**EXCERPTED TEXT:**
Content starts
As you may already be aware, pneumatic brad nailers make use of compressed air as their source of power.
On the other hand, the battery-powered cordless requires no air compressor unit to operate. Just the tool and a compatible battery.
Lastly, the fuel cartridge type makes use of air cartridges or fuel cells and a battery as source of power.
Best Budget Unit
Table of Contents
What To Consider When Choosing A Brad Nailer
Consider the following features if you want to choose a brad nailer for your woodworking projects.
The nose of a brad nailer is the part that makes contact with your workpiece when you’re nailing with it. It’s also called the tip.
The nose design is crucial because it affects how precisely you can sink nails with it.
Narrow noses allow more precision by making it possible for you to reach tighter spaces with the tip of the nailer.
A narrow nose provides you a better line of sight, allowing you to place nails more accurately.
This design can be seen in the Bostitch BTFP12233 and the Dewalt DCN680B, which makes both nailers much easier to use.
Tool-Free Jam Release
No matter how good a brad nailer is, there’s always the possibility of jamming. A nail might get stuck in the nose, and you’ll have to remove it quickly to continue your work.
To access the nail and clear the jam, the jammed neck in some nailers needs to be loosened with an Allen wrench. More recent nailers, however, do not require a wrench. Instead, a tool-free jam-clearing mechanism lets you remove the jammed nail by pulling down a simple lever on the neck.
That will save you precious time and make your job easier. If a certain brad nailer needs to be loosened with an Allen wrench to remove a jammed nail, that is your cue to leave it and find something better.
Content ends
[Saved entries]
Content starts
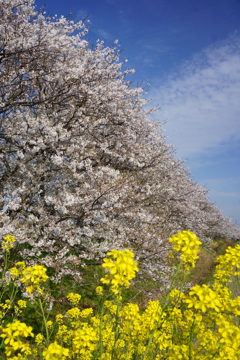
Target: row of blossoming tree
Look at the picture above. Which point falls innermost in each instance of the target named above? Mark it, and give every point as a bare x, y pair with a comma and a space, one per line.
82, 168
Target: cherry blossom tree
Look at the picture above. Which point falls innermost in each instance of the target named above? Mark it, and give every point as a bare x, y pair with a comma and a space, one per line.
82, 167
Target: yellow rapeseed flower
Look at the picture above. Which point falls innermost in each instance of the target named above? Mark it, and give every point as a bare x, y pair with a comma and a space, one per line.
121, 268
8, 243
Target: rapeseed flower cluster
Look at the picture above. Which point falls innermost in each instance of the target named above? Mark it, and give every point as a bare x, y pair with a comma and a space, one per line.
201, 323
7, 243
121, 268
228, 265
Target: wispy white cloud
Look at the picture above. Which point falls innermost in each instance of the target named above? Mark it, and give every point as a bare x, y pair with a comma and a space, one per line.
201, 101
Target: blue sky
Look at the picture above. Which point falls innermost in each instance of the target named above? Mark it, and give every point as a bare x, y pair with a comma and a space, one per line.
189, 52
Content ends
**ACTIVITY LIST:**
(a) List the types of brad nailer, by power source, that the brad nailer excerpt describes.
(b) In the brad nailer excerpt, shorten the paragraph that begins "To access the nail and clear the jam" while keeping its main facts.
(c) According to the brad nailer excerpt, what is the nose of a brad nailer also called?

**ANSWERS FOR THIS EXERCISE:**
(a)
- Pneumatic
- Battery-powered cordless
- Fuel cartridge

(b) Some nailers need an Allen wrench to loosen the jammed neck. Newer models have a tool-free mechanism: you pull down a lever on the neck to remove the jammed nail.

(c) The tip.